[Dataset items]
——————————

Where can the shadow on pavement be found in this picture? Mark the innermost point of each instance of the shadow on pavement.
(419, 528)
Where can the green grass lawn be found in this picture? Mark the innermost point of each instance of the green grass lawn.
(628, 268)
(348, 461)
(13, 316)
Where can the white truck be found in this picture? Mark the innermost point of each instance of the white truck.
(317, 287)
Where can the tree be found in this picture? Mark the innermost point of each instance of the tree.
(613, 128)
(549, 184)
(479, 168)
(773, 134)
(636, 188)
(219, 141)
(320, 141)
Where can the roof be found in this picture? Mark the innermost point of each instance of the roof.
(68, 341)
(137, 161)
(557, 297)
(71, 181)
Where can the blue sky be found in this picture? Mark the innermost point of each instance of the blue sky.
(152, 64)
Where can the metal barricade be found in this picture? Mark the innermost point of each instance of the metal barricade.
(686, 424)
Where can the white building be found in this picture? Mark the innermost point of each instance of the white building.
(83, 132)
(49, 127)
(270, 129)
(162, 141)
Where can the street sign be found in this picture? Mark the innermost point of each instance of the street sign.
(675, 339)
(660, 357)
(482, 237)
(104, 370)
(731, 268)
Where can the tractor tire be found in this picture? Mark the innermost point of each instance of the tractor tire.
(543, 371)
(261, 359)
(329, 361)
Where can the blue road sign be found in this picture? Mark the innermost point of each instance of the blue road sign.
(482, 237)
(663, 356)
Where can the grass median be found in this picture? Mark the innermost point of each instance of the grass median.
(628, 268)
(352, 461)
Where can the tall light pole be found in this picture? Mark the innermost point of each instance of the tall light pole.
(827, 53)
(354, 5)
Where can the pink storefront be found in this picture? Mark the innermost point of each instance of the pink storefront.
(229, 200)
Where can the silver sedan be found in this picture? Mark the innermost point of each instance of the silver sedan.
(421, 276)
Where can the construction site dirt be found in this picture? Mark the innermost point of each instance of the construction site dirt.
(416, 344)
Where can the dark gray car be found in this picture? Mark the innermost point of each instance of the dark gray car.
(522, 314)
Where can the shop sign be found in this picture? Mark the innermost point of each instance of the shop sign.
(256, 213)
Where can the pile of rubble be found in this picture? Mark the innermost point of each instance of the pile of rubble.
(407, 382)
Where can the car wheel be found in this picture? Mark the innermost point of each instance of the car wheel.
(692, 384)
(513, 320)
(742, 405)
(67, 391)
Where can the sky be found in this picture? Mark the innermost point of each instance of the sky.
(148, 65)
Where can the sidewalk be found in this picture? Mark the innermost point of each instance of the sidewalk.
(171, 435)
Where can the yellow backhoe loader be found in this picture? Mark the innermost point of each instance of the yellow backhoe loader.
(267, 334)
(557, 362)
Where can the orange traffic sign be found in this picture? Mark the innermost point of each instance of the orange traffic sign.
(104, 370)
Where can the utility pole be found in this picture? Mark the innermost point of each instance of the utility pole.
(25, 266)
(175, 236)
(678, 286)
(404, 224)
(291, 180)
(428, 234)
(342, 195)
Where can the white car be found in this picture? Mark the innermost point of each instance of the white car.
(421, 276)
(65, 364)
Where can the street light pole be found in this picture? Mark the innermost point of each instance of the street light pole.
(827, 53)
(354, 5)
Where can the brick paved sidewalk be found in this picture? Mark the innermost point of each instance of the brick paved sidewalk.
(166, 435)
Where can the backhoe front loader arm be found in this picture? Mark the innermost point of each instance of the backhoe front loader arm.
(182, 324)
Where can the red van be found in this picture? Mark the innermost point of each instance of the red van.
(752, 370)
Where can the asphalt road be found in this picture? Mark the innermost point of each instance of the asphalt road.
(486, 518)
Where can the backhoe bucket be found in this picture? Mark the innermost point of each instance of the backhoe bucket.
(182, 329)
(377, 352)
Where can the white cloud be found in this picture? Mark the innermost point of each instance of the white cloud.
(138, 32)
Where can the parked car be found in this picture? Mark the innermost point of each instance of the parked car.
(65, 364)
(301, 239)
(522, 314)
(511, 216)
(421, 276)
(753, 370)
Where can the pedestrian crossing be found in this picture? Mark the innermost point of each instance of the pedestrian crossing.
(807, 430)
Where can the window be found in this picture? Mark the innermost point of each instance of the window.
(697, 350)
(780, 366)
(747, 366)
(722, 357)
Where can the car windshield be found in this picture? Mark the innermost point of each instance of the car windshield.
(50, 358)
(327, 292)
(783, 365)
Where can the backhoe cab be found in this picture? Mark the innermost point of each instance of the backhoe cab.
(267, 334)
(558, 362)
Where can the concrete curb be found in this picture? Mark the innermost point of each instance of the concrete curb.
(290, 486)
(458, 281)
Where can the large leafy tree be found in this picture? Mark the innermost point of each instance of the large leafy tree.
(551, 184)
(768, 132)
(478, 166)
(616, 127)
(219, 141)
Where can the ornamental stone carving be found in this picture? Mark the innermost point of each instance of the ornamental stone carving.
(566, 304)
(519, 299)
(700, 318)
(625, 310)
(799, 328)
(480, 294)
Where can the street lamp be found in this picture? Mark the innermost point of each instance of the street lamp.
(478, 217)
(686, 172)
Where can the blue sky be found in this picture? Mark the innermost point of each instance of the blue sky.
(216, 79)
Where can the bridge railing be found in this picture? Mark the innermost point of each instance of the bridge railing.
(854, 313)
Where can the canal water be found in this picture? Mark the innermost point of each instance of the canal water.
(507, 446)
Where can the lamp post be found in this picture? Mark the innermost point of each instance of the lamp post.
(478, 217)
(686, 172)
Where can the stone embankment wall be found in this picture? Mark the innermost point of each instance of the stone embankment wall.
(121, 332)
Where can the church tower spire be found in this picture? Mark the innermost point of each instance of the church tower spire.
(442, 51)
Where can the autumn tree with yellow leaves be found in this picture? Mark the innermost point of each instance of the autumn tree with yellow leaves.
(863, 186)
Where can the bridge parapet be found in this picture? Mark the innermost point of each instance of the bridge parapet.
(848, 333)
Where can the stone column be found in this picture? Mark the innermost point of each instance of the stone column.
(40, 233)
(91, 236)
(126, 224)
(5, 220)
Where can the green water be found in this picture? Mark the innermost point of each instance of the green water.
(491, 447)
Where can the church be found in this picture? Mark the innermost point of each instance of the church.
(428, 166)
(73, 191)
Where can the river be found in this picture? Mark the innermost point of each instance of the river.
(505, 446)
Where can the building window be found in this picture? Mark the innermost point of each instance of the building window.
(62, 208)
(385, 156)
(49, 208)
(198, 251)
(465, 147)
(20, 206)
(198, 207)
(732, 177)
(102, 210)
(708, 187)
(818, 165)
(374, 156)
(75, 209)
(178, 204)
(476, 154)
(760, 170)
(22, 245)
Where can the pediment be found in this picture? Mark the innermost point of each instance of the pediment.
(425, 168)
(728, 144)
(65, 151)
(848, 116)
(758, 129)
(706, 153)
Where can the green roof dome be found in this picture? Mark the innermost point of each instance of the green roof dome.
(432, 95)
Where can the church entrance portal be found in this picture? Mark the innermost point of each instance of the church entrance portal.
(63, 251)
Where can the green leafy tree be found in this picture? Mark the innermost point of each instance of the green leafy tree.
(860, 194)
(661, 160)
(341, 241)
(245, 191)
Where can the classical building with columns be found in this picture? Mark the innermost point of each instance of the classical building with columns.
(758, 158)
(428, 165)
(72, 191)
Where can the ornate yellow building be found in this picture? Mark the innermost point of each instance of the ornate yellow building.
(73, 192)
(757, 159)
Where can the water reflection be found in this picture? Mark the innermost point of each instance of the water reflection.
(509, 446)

——————————

EXERCISE TASK:
Can you arrange these records as a two-column CSV with the columns request and points, one row per request, putting the request text and its answer each in a single quoted field with line breaks replaced by spaces? Include every record.

RESULT OF THE TASK:
request,points
"Where can the shadow on pavement be found in this picture? Mark the innermost point of each instance of the shadow on pavement.","(419, 528)"
"Where can the green grass lawn be found in this picture? Mark the innermost point of each instance of the green grass lawn.","(628, 268) (348, 461) (13, 316)"
"Where can the white truck be found in this picture? Mark the innermost point of each instance of the white truck.","(317, 287)"
"Where can the tree be found in this picture? Mark the innermost point of each instance of the tree.","(613, 128) (549, 184) (479, 168) (773, 134) (636, 188) (219, 141) (320, 141)"
"Where can the roof be found in this picture? Mark the innermost point of each instance of the roof.","(68, 341) (137, 161) (557, 297) (71, 181)"
"Where can the blue sky be found in this picture? Mark the innermost point of each instance of the blue sky.","(152, 64)"
"Where can the metal barricade be found in this picture? Mark the innermost point of each instance of the metal barricade.","(686, 424)"
"Where can the white building be found in this picture? Mark the innermost point of each instance of the white building.","(83, 132) (49, 127) (270, 129) (162, 141)"
"Where can the street sign be found in this picture? Mark the innermost point of each instance of the street sign.","(675, 339) (660, 357) (482, 237) (104, 370) (731, 268)"
"Where can the tractor tire be found in this picture? Mark the innermost point of each instance of the tractor tire.","(543, 371) (261, 359) (329, 361)"
"Where can the blue road sign be found in this picture? Mark the innermost point of each instance of the blue road sign.","(482, 237) (663, 356)"
"Where can the grass median be found in this picture? Mark the innermost point of each instance of the grass median.","(628, 268) (352, 461)"
"Where can the tall light pole be found in this picture? Mark the innermost point of each instance of the tall light pole.","(827, 53) (354, 5)"
"Where can the pink storefront be found in this picture? Mark the innermost point of each instance of the pink storefront.","(229, 200)"
"Where can the silver sedan be found in this picture? Mark the innermost point of each instance of the silver sedan.","(421, 276)"
"Where can the construction site dirt be found in this picture? Mark the innermost point of each instance of the construction site dirt.","(416, 344)"
"Where can the dark gray car be found in this picture? Mark the innermost point of each instance of the dark gray car.","(522, 314)"
"Where can the shop sign be found in this picture? Mark the innermost point of each instance of the shop sign.","(256, 213)"
"Where can the pile of rubble be found in this picture? Mark the innermost point of each instance of the pile of rubble.","(407, 382)"
"Where can the car wheel be found in this picture? Mark the innermost point of each instance of the car wheel.","(692, 384) (513, 320) (742, 405) (67, 391)"
"Where can the sky be found in this picture? Mark the innermost point of each instance of the sky.","(148, 65)"
"Where can the sidewalk be found in this picture? Mark the innermost point of each instance of the sidewalk.","(171, 435)"
"Where can the yellow backhoe loader be found in this picture? Mark the innermost point of each instance of the yellow backhoe loader.","(267, 334) (557, 362)"
"Where can the orange traffic sign be found in this picture? Mark the innermost point of each instance of the orange traffic sign.","(104, 370)"
"Where can the utility pole be found in this picture? Mark the innermost point of each instance of the utility pole.","(25, 266) (175, 236) (678, 286) (404, 224) (291, 180) (428, 234) (342, 195)"
"Where can the white car be found in this picture? Mark the innermost point of each instance of the white car.","(421, 276) (65, 364)"
"Where can the street light pole be found in this picture? Mark the innermost point of each instance of the street light pole.","(827, 53) (354, 5)"
"Where can the brick paved sidewalk be found in this picture? Mark the innermost point of each instance of the brick paved sidewalk.","(166, 435)"
"Where can the backhoe front loader arm be found in this picture? Mark the innermost point of each instance of the backhoe front loader arm.","(182, 324)"
"Where can the red van be found in this picture? Mark the innermost point of each instance of the red van.","(752, 370)"
"Where can the asphalt road be found in this picture? Mark the innermost point of each instance of the asphalt road.","(486, 518)"
"Where can the backhoe bucket be found in this picture? Mark the innermost point of each instance of the backhoe bucket.","(182, 329) (377, 352)"
"Where can the white cloud be found in this picture? Mark the innermost point of each instance of the white cloud.","(138, 32)"
"Where can the parked car be found in this picture? Mark the innermost point of each instance of the parked car.","(65, 364) (301, 239) (522, 314) (511, 216) (421, 276) (753, 370)"
"Where can the pedestrian crossing be found in this picture? Mark the innermost point of each instance of the pedestrian crossing.","(807, 430)"
"Where can the window be found in this picture? Mark the innermost point of each instance of the window.","(697, 350) (780, 366) (747, 366) (722, 357)"
"Where can the car windshield be found in this picture? Mark the innermost point of each instance of the car windshield.","(50, 358) (327, 292) (783, 365)"
"Where can the backhoe cab be found in this picture? Mark the innermost point of each instance of the backhoe cab.","(267, 334) (558, 362)"
"Where can the concrete curb be found in this picture? Mark the innermost point of each instance of the concrete curb.","(290, 486) (458, 281)"
"Where can the large leafy tree be found in this picture? Mark the innermost point of each instance of the large leafy tree.","(551, 184) (768, 132) (478, 166) (616, 127) (219, 141)"
"Where can the ornamental stone carving be found in this picture? Mark the innermost point of each instance of the ornamental stone carving.","(566, 304) (519, 299) (700, 318) (625, 310) (799, 328) (480, 294)"
"Where can the street lamp be found in this picture? Mark the innermost point of each instance of the street lamp.","(478, 217) (686, 172)"
"Where can the blue sky be found in this picture? Mark the innermost point of each instance of the blue sky.","(216, 79)"
"Where can the bridge railing be found in this picture? Mark the innermost point of each instance of the bridge railing.","(854, 313)"
"Where can the canal water be found in this picture? Mark the innermost point of each instance of the canal water.","(507, 446)"
"Where can the lamp post be found in this picture? Mark the innermost point of each instance of the lamp post.","(478, 217) (686, 172)"
"Where can the stone embankment wall be found in this picture? Mark the innermost point of each instance of the stone embankment wall.","(121, 332)"
"Where can the church tower spire be found in this picture? Mark the innermost point of each instance of the church tower spire.","(442, 51)"
"Where can the autumn tree with yellow leaves be found in this picture? Mark the innermost point of each instance of the autumn tree with yellow leaves.","(863, 186)"
"Where can the bridge parapet be found in this picture? Mark the innermost point of each instance of the bridge parapet.","(848, 333)"
"Where can the stone column be found in this picture? Mark the innermost point of each instance of the stone column.","(40, 233) (91, 236) (126, 224) (5, 220)"
"Where can the green water be found in this picture? Mark the innermost point of each instance of the green water.","(491, 447)"
"Where can the church be found in this picture? Mark the innermost point of each instance of the church.","(428, 166) (73, 191)"
"Where can the river be found in this picture? Mark the innermost point of each instance of the river.","(505, 446)"
"Where can the building window be found in this picture? Mark the innermost point of each instance of the building window.","(62, 208) (385, 156) (49, 208) (198, 251) (465, 147) (20, 206) (198, 207) (732, 177) (102, 210) (708, 187) (818, 165) (374, 156) (75, 209) (178, 204) (476, 154) (760, 170) (22, 245)"
"Where can the pediment be found in this picture? Mark the innermost point of each instance of the pediment.","(425, 168) (728, 144) (65, 151) (848, 116) (758, 129) (706, 153)"
"Where can the green roof dome be found in this picture? Mark the innermost point of each instance of the green roof dome.","(432, 95)"
"Where can the church entrance portal be found in this picture? Mark the innermost point of each instance of the church entrance portal.","(63, 251)"
"Where can the green leafy tree be found in this picture? Mark the innermost point of each instance of the green leafy tree.","(860, 194) (661, 160) (341, 241) (245, 191)"
"Where can the classical building with columns be found in this picture? Mark the innermost point of each instance of the classical building with columns.","(758, 158) (428, 165) (72, 191)"
"Where can the ornate yellow building be found in this picture? Mark the innermost point of each instance of the ornate yellow building.","(73, 192) (757, 159)"
"Where can the water reflection be found in this picture? Mark the innermost point of each instance of the water reflection.","(509, 446)"